* _WHAT TO WORK ON_: Pick out and copy every line of the records that contains the word "white", keeping the lines in order. Case counts.
>> START STORED RECORDS
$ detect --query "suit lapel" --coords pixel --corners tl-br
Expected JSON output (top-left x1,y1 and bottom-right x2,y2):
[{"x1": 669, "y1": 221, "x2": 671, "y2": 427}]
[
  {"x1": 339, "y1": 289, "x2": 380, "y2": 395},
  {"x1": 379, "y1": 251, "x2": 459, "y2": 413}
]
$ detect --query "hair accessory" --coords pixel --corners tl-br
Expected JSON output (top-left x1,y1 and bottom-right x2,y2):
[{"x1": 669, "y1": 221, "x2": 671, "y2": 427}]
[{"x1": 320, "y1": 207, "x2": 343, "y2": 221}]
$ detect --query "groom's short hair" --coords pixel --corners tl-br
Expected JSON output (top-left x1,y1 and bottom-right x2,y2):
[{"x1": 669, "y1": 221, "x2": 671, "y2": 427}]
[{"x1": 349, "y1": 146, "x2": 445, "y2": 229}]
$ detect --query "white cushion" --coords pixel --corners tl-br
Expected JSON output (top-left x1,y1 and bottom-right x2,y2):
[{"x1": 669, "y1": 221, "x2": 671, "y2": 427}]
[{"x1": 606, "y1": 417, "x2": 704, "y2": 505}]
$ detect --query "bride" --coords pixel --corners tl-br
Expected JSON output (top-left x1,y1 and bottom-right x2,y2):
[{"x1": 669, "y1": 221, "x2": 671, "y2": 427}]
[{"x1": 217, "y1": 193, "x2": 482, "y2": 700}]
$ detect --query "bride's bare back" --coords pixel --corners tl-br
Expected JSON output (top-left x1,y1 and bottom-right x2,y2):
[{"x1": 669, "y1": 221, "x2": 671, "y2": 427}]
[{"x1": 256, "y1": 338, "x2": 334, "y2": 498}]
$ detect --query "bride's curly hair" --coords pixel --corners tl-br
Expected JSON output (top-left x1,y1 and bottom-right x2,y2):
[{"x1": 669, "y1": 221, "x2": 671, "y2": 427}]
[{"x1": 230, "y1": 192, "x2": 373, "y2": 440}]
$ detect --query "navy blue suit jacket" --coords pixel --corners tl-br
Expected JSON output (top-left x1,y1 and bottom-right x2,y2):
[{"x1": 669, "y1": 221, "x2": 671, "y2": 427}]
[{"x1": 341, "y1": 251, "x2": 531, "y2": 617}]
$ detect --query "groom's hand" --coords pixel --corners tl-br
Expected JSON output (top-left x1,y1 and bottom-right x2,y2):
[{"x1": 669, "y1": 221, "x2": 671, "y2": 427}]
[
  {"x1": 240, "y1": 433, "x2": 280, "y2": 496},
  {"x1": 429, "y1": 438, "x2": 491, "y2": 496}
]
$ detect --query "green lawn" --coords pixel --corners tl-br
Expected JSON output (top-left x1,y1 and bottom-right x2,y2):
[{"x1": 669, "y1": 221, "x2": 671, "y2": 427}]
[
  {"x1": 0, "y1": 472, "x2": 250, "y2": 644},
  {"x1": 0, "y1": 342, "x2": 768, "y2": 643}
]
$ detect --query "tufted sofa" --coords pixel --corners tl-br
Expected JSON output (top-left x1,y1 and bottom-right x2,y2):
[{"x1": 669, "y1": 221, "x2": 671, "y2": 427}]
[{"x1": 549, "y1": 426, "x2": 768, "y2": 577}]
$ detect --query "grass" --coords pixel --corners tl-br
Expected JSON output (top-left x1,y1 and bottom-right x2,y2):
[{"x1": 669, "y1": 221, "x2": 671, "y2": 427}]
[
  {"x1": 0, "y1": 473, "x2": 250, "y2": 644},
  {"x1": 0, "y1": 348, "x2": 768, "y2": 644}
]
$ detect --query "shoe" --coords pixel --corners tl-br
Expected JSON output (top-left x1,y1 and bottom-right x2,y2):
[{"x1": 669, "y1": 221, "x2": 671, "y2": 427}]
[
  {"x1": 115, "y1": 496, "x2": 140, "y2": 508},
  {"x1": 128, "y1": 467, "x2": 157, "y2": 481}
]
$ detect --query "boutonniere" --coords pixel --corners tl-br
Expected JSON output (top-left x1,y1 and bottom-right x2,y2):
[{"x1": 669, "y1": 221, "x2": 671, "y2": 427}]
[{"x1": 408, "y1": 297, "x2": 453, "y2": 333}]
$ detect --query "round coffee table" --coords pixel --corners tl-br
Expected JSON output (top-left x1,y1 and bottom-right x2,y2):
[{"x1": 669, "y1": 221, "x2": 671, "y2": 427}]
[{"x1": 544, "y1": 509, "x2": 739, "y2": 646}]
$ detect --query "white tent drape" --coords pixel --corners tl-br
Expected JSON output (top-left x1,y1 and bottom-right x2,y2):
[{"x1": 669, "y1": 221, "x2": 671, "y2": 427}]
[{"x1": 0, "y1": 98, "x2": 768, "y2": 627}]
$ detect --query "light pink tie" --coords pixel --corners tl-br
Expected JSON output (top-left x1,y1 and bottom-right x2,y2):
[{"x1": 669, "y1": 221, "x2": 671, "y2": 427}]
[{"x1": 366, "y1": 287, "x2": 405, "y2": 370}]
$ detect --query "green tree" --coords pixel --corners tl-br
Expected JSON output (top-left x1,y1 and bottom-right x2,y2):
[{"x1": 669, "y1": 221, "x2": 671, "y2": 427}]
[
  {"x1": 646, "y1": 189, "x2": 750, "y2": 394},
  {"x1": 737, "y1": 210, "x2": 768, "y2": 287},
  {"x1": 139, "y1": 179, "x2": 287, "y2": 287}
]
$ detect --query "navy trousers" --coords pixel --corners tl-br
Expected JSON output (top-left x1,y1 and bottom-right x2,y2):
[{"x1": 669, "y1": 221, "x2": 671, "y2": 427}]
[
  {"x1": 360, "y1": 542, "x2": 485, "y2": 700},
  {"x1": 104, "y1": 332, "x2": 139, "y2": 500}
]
>> END STORED RECORDS
* _RESPONSE FOR THIS EXERCISE_:
$ detect --query "white cushion" --coords pixel --corners tl-br
$ detect --query "white tent drape" --coords pixel --corners tl-br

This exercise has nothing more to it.